Records in a dataset:
>> begin

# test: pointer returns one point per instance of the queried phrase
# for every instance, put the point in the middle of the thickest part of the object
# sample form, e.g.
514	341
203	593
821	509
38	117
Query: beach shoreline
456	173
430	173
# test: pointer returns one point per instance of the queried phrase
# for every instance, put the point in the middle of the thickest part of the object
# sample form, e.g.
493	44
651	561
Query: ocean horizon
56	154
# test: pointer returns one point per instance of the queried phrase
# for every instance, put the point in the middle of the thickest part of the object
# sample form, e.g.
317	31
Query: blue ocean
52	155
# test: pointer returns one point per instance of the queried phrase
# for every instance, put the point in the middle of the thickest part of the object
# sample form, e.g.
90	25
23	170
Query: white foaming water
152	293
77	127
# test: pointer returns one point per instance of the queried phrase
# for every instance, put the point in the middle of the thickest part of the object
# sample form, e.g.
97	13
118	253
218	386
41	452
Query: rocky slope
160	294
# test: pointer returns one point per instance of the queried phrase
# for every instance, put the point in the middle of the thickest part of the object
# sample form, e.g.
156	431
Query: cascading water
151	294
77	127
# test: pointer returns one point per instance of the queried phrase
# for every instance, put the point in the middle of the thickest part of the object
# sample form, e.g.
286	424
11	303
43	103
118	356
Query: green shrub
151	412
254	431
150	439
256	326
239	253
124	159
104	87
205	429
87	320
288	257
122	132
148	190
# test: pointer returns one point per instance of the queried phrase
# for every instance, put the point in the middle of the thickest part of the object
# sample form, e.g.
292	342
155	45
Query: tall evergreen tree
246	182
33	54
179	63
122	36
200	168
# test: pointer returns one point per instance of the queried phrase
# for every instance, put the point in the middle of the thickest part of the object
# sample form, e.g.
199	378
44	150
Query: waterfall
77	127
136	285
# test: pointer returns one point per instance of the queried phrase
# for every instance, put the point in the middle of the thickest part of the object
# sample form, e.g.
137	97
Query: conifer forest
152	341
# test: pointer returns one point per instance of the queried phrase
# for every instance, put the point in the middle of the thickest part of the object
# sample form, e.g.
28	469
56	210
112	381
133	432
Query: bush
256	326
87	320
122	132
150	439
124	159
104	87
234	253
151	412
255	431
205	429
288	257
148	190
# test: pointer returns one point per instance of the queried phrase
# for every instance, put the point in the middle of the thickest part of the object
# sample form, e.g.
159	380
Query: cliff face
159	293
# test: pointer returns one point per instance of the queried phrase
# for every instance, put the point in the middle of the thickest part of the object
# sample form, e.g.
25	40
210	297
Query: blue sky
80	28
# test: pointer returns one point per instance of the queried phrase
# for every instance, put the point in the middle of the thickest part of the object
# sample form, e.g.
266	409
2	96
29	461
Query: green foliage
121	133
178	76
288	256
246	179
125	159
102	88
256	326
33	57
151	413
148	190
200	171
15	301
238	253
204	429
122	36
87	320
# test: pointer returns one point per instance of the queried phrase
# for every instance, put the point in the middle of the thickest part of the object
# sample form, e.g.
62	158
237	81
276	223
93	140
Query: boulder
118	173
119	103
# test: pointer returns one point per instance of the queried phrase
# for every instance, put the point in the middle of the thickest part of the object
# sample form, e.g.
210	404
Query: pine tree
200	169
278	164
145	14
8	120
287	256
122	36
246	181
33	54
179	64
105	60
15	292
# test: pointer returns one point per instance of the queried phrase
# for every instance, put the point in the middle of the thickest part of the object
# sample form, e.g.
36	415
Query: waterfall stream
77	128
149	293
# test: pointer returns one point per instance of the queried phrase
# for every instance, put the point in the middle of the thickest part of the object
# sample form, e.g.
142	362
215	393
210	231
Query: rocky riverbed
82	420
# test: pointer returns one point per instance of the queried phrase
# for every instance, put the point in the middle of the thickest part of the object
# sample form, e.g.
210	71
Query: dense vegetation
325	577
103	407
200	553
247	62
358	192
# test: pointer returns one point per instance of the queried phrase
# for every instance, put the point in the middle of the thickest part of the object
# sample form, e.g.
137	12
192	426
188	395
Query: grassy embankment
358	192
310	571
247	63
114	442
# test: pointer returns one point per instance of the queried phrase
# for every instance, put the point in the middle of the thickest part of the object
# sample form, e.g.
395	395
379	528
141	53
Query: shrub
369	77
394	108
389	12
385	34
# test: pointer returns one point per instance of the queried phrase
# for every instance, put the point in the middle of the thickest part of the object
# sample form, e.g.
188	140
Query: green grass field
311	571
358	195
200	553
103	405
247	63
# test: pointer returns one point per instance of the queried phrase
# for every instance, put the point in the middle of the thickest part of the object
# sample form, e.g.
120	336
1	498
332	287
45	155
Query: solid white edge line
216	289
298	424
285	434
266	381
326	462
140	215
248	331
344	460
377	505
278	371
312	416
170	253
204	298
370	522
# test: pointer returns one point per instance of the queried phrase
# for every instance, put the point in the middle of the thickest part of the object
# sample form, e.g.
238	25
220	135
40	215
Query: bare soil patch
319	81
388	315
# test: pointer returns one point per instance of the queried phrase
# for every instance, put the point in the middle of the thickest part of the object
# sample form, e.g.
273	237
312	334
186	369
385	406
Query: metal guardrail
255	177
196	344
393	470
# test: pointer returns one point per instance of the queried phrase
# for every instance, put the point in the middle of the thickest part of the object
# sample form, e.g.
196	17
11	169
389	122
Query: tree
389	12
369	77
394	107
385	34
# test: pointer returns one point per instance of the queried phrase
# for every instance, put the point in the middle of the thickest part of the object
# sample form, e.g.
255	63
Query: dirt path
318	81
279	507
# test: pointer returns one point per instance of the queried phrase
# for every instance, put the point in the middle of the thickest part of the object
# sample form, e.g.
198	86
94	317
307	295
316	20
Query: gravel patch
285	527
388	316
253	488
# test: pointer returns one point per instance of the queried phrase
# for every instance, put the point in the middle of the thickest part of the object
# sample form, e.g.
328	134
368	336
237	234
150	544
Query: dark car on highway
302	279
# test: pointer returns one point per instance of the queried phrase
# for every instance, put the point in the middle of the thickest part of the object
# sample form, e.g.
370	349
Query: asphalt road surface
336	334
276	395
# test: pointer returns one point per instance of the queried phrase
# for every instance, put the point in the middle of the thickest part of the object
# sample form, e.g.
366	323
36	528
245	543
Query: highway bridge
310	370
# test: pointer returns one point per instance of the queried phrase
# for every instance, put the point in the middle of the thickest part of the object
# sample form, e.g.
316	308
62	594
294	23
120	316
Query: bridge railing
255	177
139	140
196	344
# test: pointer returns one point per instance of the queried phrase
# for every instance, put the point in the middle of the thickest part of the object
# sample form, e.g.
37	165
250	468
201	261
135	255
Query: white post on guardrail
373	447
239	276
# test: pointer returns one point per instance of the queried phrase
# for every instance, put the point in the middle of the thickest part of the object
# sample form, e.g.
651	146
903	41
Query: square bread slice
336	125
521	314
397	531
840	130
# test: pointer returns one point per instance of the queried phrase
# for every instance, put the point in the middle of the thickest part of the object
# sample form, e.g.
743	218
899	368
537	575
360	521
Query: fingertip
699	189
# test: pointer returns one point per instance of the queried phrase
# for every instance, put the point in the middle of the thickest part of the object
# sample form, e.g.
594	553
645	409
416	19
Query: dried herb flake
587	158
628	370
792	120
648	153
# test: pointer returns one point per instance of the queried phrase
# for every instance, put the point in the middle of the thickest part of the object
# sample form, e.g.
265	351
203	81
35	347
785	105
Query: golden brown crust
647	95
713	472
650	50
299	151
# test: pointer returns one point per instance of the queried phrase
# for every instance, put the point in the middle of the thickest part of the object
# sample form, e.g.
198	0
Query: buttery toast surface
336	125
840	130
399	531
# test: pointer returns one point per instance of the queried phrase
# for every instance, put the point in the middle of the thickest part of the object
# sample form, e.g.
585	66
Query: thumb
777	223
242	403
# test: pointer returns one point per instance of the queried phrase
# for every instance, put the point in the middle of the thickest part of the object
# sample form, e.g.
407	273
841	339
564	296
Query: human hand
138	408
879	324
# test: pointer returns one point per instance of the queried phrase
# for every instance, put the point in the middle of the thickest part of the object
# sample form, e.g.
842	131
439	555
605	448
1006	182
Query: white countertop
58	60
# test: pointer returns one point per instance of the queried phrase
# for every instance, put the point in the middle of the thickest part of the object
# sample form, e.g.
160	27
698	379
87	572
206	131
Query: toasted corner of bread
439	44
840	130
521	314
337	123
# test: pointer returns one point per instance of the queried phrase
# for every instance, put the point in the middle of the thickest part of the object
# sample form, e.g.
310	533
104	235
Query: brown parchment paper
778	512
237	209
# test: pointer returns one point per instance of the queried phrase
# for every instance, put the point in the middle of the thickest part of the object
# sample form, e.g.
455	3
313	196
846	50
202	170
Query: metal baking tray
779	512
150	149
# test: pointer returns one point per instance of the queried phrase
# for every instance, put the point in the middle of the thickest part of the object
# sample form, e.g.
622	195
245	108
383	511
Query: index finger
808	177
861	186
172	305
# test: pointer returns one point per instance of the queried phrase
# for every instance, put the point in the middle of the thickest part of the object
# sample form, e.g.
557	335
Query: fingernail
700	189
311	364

>> end

List every line of the records that contains the word "surface", matching its case exactly.

Query: asphalt road surface
Query: buttery toast surface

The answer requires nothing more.